Stored records
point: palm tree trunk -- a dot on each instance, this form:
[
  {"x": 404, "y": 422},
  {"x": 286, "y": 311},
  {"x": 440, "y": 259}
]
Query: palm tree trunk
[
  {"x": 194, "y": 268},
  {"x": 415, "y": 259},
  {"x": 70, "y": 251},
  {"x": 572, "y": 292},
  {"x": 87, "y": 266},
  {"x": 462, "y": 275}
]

What is required
Rewrite every line of the records above, requests included, scaling each x and y coordinate in the answers by 1.05 and rounding to the nearest whole number, with halves rounded up. Leave the numbers in the requests and their format samples unchanged.

Written answer
point: palm tree trunk -- a dot on each instance, this form:
[
  {"x": 404, "y": 422},
  {"x": 286, "y": 311},
  {"x": 440, "y": 259}
]
Query: palm tree trunk
[
  {"x": 204, "y": 281},
  {"x": 436, "y": 272},
  {"x": 74, "y": 264},
  {"x": 601, "y": 307},
  {"x": 91, "y": 279},
  {"x": 485, "y": 289}
]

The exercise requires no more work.